* Given instruction *
What follows is a listing to be transcribed exactly.

Coordinate annotation records
^^^^^^^^^^^^^^^^
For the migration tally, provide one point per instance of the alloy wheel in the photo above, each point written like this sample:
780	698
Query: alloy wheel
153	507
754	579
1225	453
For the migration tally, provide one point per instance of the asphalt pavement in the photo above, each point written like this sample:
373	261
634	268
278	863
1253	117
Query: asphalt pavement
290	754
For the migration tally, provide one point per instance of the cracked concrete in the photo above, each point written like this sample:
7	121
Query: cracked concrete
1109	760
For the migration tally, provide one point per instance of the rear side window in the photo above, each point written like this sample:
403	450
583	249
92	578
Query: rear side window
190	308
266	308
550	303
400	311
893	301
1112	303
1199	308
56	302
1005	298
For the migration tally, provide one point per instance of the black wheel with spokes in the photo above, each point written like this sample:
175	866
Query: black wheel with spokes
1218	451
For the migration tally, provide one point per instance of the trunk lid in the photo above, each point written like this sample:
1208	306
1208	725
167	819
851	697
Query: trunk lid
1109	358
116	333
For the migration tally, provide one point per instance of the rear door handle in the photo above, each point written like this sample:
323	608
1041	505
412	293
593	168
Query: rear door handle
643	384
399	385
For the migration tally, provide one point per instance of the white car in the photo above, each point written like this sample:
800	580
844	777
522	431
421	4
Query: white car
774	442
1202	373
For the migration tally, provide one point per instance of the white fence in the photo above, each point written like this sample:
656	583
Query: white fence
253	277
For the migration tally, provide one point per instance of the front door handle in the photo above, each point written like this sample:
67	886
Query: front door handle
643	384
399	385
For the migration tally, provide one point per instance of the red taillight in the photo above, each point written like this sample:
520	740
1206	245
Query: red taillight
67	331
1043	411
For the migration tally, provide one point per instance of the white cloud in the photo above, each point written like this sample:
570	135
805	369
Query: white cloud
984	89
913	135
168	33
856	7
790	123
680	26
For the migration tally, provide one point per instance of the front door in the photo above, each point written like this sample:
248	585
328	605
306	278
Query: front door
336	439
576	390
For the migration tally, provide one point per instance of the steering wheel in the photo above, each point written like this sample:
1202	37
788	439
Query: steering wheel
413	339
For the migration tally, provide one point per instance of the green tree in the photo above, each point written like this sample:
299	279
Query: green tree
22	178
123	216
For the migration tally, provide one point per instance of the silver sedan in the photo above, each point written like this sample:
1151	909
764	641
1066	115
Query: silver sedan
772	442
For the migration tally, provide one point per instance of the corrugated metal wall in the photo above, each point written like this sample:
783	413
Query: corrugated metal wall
^^^^^^^^^^^^^^^^
* Response to this task *
For the migration tally, provide one point per instance of the alloy wheel in the photo above, each point written like this sample:
780	698
Query: alloy wheel
153	507
754	579
1225	453
For the migration tally, provide one point per instance of the asphalt pavement in the photo above, each point written like this sample:
373	261
634	268
278	863
1253	117
Query: asphalt pavement
290	754
For the migration tally, provide one point per instance of the cracked concrete in the photo above, each point written like this sample:
7	121
Query: cracked concrete
1109	760
For the migration tally, provide one point per instance of the rear side window in the photo above, each point written like this sample:
403	450
583	249
92	578
Query: rear side window
190	308
266	308
550	303
400	311
893	301
1112	303
1199	308
56	302
1005	298
For the migration tally, provide one point per instance of the black wheel with spokes in the photo above, each point written like this sample:
175	866
Query: black wheel with spokes
1218	451
For the migration tally, provide one point per instance of the trunk lid in the photo above, each point written like this sample:
1208	306
1208	725
167	819
851	697
Query: trunk lid
1109	358
116	333
For the migration tally, provide one point per instance of the rear door handle in the photo above, each point written like this sample:
323	608
1041	505
412	293
593	168
Query: rear door handle
643	384
399	385
For the migration tally, provide one point per instance of the white car in the photo above, each point written like this sample:
800	580
844	777
522	431
421	4
Query: white car
774	442
1202	373
For the migration tally, provide one point per instance of the white fence in the photo above, each point written like this sample:
656	583
Query: white fence
253	277
For the migration tally, provide one point per instance of the front door handle in the photo above, each point written like this sample:
67	886
Query: front door handle
643	384
399	385
For the migration tally, provide one point per instance of the red taillight in the photo above, each point written like this sample:
520	740
1206	245
Query: red taillight
67	331
1043	411
For the migration tally, provide one point per instance of the white cloud in the photo above, each point written like this sample:
570	135
805	369
Query: white cloud
984	89
913	135
168	33
856	7
790	123
680	26
For the migration tally, provide one point per instance of the front door in the photo above, each point written like this sample:
248	585
328	605
306	278
Query: front door
336	439
576	390
For the migration tally, provide one point per instance of the steering wheel in the photo above, each point written like this sample:
1202	37
788	439
Query: steering wheel
413	339
For the migration tally, provide one point per instance of the green tree in the photo above, each point written like this sample:
299	279
Query: green tree
22	178
123	216
For the migration tally, provide one point per instance of the silver sedan in the photo above, each point written like this sample:
1151	909
764	641
1066	115
Query: silver sedan
772	442
For the migration tally, provide one point per instance of the corrugated metal wall in the photo above, each point written like this sample:
783	413
Query: corrugated metal wall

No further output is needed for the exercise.